Dataset items >>
►

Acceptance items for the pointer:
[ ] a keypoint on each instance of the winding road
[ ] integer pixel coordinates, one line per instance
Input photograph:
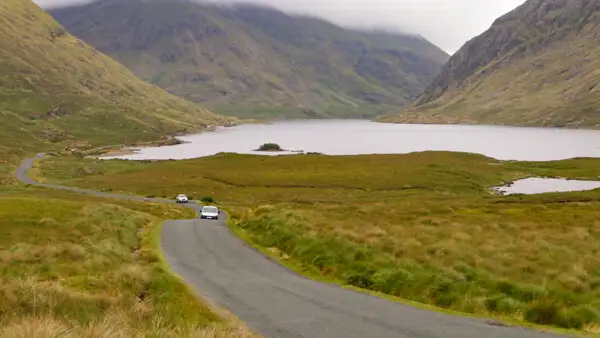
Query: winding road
(277, 302)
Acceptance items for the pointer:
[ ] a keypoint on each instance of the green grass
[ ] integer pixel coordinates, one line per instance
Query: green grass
(257, 62)
(58, 92)
(534, 77)
(75, 266)
(423, 226)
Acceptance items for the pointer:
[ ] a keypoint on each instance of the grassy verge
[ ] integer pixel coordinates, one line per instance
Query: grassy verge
(421, 227)
(81, 266)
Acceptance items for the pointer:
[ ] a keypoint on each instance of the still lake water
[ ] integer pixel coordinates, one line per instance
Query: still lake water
(352, 137)
(540, 185)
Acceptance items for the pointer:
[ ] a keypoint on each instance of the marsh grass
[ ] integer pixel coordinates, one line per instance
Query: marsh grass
(422, 226)
(74, 266)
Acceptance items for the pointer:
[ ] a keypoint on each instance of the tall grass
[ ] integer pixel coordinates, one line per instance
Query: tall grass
(74, 266)
(421, 226)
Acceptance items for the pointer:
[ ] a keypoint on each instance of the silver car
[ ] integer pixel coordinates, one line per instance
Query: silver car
(209, 212)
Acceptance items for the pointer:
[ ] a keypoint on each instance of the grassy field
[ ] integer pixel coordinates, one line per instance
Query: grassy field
(421, 226)
(74, 266)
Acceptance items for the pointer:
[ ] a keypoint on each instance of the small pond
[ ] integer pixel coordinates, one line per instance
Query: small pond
(540, 185)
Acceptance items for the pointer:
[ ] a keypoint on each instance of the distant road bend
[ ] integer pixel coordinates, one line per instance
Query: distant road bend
(276, 302)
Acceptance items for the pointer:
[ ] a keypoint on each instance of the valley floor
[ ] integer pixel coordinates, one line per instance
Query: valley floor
(423, 226)
(73, 265)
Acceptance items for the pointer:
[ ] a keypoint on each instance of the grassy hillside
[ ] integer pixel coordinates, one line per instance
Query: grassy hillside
(57, 90)
(76, 266)
(256, 62)
(536, 66)
(420, 226)
(73, 265)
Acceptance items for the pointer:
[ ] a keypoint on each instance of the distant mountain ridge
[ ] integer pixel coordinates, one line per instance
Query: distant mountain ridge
(535, 66)
(247, 60)
(55, 90)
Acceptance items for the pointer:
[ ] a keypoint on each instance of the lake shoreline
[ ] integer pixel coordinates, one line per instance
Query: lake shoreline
(359, 137)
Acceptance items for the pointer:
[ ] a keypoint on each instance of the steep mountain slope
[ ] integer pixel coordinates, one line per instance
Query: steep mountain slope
(55, 89)
(538, 65)
(254, 61)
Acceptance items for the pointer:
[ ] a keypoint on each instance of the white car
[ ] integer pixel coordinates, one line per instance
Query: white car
(209, 212)
(181, 198)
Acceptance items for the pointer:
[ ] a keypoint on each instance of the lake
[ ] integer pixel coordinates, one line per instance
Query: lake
(540, 185)
(352, 137)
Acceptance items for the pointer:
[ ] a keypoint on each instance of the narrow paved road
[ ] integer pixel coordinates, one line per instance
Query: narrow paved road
(277, 302)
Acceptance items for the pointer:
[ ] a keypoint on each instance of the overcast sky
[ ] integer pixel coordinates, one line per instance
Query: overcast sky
(446, 23)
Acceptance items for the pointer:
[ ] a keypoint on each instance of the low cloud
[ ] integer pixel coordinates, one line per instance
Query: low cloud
(446, 23)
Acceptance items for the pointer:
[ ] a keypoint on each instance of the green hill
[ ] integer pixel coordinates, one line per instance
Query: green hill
(252, 61)
(57, 90)
(536, 66)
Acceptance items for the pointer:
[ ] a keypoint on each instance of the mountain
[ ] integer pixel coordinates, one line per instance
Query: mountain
(536, 66)
(57, 90)
(252, 61)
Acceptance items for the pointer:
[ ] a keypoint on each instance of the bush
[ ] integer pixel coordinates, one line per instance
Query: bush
(270, 147)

◄

EXERCISE OBJECTIVE >> Copy the entries exactly. No pictures.

ANSWER >>
Acceptance items for the pointer:
[ ] a keypoint on each instance of the winding road
[ ] integer pixel coordinates, one line per instance
Input photograph:
Query: winding road
(277, 302)
Acceptance items for the pointer:
[ ] a keypoint on each instance of the green grass
[ ] integer pixel coordinates, one line per instance
Query: green grass
(257, 62)
(58, 92)
(534, 77)
(75, 266)
(423, 226)
Acceptance items for the pointer:
[ ] a keypoint on each instance of the grassy verge
[ ] integer pixel coordinates, one line per instance
Query: grassy verge
(421, 227)
(81, 266)
Acceptance items for the pointer:
[ ] a keypoint on each instance of the still lake water
[ ] integer pixel coordinates, one line per instance
Query: still lake water
(352, 137)
(540, 185)
Acceptance items for the pointer:
[ ] a keypoint on each instance of the marsh grass
[ ] integer pixel coordinates, one line per instance
Query: marsh grass
(422, 226)
(74, 266)
Acceptance items for the pointer:
[ ] a keypoint on each instance of the tall grass
[ ] integer pixel coordinates, one line per instance
Query: tall grass
(74, 266)
(421, 226)
Acceptance items for the pointer:
[ ] a keypoint on each instance of the silver car
[ ] integer pixel coordinates, one line per instance
Query: silver car
(209, 212)
Acceptance items for the pointer:
[ ] a keypoint on each instance of the grassy field
[ ] integer pixel coordinates, one line per instance
Query: grassy field
(421, 226)
(74, 266)
Acceptance items for the pointer:
[ ] a keypoint on each instance of the small pond
[ ] integer pixel coordinates, one line per instance
Query: small pond
(540, 185)
Acceptance items for the pointer:
[ ] a keypoint on each instance of the distant road bend
[ ] integer pixel coordinates, one line per instance
Query: distant road bend
(276, 302)
Acceptance items for the pointer:
[ ] a keypoint on each instance of the valley floor
[ ] integer pixel coordinates, one line per instance
Query: valley floor
(423, 226)
(73, 265)
Acceptance items for the pointer:
[ ] a keypoint on each instance of the grassy hillside
[ ] integer pixel coordinates, one line per instance
Query: grassy hillside
(57, 90)
(76, 266)
(256, 62)
(536, 66)
(420, 226)
(73, 265)
Acceptance items for the pointer:
[ ] a keypoint on each instance of the distant mountain ridge
[ ] integer pixel coordinates, one line per instance
Query: distant mountain ridge
(535, 66)
(247, 60)
(55, 90)
Acceptance items for the pointer:
[ ] a keypoint on each instance of the lake shoreline
[ ] integer pixel coordinates, one line per instance
Query: lake shoreline
(359, 137)
Acceptance items for the pointer:
[ ] a keypoint on each instance of the steep mountain slope
[ ] integer pixel coordinates, one line per instance
Query: steep mountain slope
(55, 89)
(538, 65)
(254, 61)
Acceptance items for the pointer:
[ ] a keypoint on each instance of the white car
[ ] integer pixel coordinates, one line per instance
Query: white car
(209, 212)
(181, 198)
Acceptance items for the pointer:
[ ] a keypoint on each instance of the lake
[ ] integer pixel coordinates, one line per instance
Query: lake
(540, 185)
(352, 137)
Acceptance items for the pointer:
[ ] a keypoint on each instance of the narrow paved road
[ ] integer pixel coordinates, one line per instance
Query: narrow paved road
(277, 302)
Acceptance items for the pointer:
[ ] a keypoint on each instance of the overcast sky
[ ] integer pixel coordinates, one line per instance
Query: overcast sky
(446, 23)
Acceptance items for the pointer:
[ ] a keypoint on each instance of the low cloud
[ ] integer pixel coordinates, one line per instance
Query: low cloud
(446, 23)
Acceptance items for the pointer:
[ ] a keypoint on each instance of the green hill
[ ] integer pixel coordinates, one line per instance
Query: green hill
(252, 61)
(57, 90)
(536, 66)
Acceptance items for the pointer:
[ ] a keypoint on each instance of the mountain
[ ] integer pixel coordinates, one line per instance
Query: mountain
(536, 66)
(57, 90)
(252, 61)
Acceptance items for the pointer:
[ ] a keypoint on each instance of the bush
[ ] integer pixel coordinates, one line per instance
Query: bush
(270, 147)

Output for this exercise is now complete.